— Exercise task —
Please convert all of the material below into a numbered list with one line per item, leaving out any blank lines.
>> BEGIN Material supplied
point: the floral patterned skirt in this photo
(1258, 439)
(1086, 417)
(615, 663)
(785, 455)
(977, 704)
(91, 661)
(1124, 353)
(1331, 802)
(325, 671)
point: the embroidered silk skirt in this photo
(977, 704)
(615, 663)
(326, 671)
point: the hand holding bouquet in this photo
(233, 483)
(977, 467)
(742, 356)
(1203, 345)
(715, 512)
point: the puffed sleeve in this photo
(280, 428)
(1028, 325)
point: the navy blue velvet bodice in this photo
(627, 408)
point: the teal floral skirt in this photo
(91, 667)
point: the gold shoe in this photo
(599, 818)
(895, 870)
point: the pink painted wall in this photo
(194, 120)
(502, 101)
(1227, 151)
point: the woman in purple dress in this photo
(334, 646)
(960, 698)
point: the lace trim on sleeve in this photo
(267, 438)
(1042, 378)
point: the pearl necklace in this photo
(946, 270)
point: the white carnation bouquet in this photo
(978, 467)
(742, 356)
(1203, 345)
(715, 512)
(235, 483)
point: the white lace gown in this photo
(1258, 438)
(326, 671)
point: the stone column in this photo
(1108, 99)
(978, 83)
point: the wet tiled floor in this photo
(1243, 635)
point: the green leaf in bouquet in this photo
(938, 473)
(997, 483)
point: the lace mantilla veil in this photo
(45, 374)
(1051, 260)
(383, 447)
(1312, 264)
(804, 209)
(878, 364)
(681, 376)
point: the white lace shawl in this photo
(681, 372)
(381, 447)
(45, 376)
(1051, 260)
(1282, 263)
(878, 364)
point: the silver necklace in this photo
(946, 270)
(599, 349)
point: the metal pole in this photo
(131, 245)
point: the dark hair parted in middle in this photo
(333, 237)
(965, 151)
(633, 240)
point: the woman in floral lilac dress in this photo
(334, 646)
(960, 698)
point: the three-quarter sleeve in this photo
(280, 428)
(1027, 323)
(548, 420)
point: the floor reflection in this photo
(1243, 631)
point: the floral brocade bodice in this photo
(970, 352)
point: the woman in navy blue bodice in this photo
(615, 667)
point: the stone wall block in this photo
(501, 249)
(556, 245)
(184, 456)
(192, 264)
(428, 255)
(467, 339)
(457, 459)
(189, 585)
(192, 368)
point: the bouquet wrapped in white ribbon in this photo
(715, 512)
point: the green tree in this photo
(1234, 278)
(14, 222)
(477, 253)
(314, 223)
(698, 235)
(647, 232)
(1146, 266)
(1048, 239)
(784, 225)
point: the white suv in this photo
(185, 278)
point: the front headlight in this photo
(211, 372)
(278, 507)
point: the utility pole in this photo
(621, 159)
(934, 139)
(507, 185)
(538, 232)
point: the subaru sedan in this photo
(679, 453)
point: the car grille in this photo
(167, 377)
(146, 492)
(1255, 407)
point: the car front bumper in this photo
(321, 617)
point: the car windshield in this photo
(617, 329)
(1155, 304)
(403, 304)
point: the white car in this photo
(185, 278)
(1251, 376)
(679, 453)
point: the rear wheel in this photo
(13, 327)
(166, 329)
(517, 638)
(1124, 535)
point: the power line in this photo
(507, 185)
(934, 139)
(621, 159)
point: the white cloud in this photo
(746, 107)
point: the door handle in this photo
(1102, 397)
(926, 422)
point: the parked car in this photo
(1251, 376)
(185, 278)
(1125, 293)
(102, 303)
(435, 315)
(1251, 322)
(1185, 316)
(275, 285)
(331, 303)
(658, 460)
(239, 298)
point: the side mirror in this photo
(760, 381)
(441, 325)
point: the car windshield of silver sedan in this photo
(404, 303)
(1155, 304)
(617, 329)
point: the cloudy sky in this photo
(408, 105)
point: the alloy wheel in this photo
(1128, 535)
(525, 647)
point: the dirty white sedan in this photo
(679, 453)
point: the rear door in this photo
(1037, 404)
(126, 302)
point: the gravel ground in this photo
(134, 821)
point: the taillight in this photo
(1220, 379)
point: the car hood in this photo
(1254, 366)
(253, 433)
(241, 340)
>> END Material supplied
— Answer —
1. point: the floral patterned skirt in this photo
2. (1258, 439)
3. (1086, 417)
4. (615, 663)
5. (785, 455)
6. (977, 704)
7. (91, 661)
8. (1124, 353)
9. (1331, 802)
10. (325, 671)
11. point: the embroidered silk skirt in this photo
12. (977, 704)
13. (615, 663)
14. (326, 671)
15. point: the hand holding bouquet in this photo
16. (233, 483)
17. (977, 467)
18. (742, 356)
19. (1203, 345)
20. (715, 512)
21. point: the puffed sleeve in this photo
22. (280, 428)
23. (1028, 325)
24. point: the navy blue velvet bodice in this photo
25. (627, 408)
26. point: the teal floral skirt in this photo
27. (91, 667)
28. point: the gold shoe in this photo
29. (599, 818)
30. (895, 870)
31. point: the pink painted wall in this photo
32. (194, 120)
33. (502, 101)
34. (1227, 151)
35. point: the woman in purple dress in this photo
36. (334, 646)
37. (960, 698)
38. point: the lace trim on sleeve in this photo
39. (267, 438)
40. (1042, 378)
41. point: the pearl necklace in this photo
42. (946, 270)
43. point: the white carnation bouquet in this photo
44. (978, 467)
45. (742, 356)
46. (1203, 345)
47. (715, 512)
48. (235, 483)
49. point: the white lace gown in this photo
50. (1258, 438)
51. (326, 671)
52. point: the stone column in this photo
53. (1108, 99)
54. (978, 83)
55. point: the wet tiled floor in this photo
56. (1243, 635)
57. point: the green leaf in bouquet in this photo
58. (938, 473)
59. (997, 483)
60. point: the lace mantilla veil in this photo
61. (45, 374)
62. (1051, 260)
63. (383, 447)
64. (1312, 264)
65. (804, 209)
66. (878, 364)
67. (681, 376)
68. point: the white lace shawl in this photo
69. (681, 372)
70. (381, 447)
71. (45, 376)
72. (1051, 260)
73. (1282, 263)
74. (878, 364)
75. point: the silver necklace in this photo
76. (946, 270)
77. (599, 349)
78. point: the metal pole in this photo
79. (131, 245)
80. point: the dark hair parted in middle in this photo
81. (333, 237)
82. (965, 151)
83. (633, 240)
84. point: the woman in floral lilac dress in this photo
85. (334, 646)
86. (960, 698)
87. point: the three-quarter sleeve in this photo
88. (280, 428)
89. (1027, 323)
90. (548, 420)
91. point: the floor reflection in this photo
92. (1243, 631)
93. point: the floral brocade bodice in this photo
94. (970, 352)
95. point: the woman in navy blue bodice in this photo
96. (615, 667)
97. point: the stone wall block in this photo
98. (501, 249)
99. (556, 245)
100. (184, 456)
101. (192, 264)
102. (428, 255)
103. (467, 339)
104. (457, 459)
105. (189, 585)
106. (192, 368)
107. point: the bouquet wrapped in white ribbon in this photo
108. (715, 512)
109. point: the green tree in this photo
110. (1234, 278)
111. (14, 222)
112. (477, 253)
113. (314, 223)
114. (698, 235)
115. (647, 232)
116. (1146, 266)
117. (1048, 239)
118. (784, 225)
119. point: the white suv in this photo
120. (185, 278)
121. point: the front headlight in this photo
122. (211, 372)
123. (278, 507)
124. point: the utility pole in this photo
125. (621, 159)
126. (934, 139)
127. (507, 185)
128. (538, 232)
129. point: the subaru sedan in this photo
130. (679, 453)
131. point: the car grille in this photo
132. (167, 377)
133. (146, 492)
134. (1255, 407)
135. point: the car front bumper in this photo
136. (321, 617)
137. point: the car windshield in this photo
138. (617, 329)
139. (1155, 304)
140. (403, 304)
141. point: the white car in this photo
142. (185, 278)
143. (1251, 376)
144. (679, 453)
145. point: the rear wheel in this photo
146. (13, 327)
147. (166, 329)
148. (517, 638)
149. (1124, 535)
150. point: the power line in this photo
151. (507, 185)
152. (934, 139)
153. (621, 159)
154. point: the white cloud in this photo
155. (746, 107)
156. point: the door handle in this photo
157. (1102, 397)
158. (926, 422)
159. point: the parked car in this photo
160. (1251, 376)
161. (185, 278)
162. (1125, 293)
163. (102, 303)
164. (435, 315)
165. (1251, 322)
166. (1185, 316)
167. (275, 285)
168. (331, 303)
169. (658, 460)
170. (239, 298)
171. point: the side mirror in this photo
172. (760, 381)
173. (441, 325)
174. point: the car windshield of silver sedan in this photo
175. (404, 303)
176. (1155, 304)
177. (617, 329)
178. point: the cloudy sky in this photo
179. (408, 105)
180. point: the alloy wheel in this photo
181. (1128, 535)
182. (525, 647)
183. point: the dirty white sedan in this photo
184. (679, 453)
185. point: the rear door in this photo
186. (1037, 404)
187. (126, 302)
188. point: the gravel ground in this photo
189. (134, 821)
190. point: the taillight in this photo
191. (1220, 379)
192. point: the car hood in this photo
193. (1254, 366)
194. (253, 433)
195. (241, 340)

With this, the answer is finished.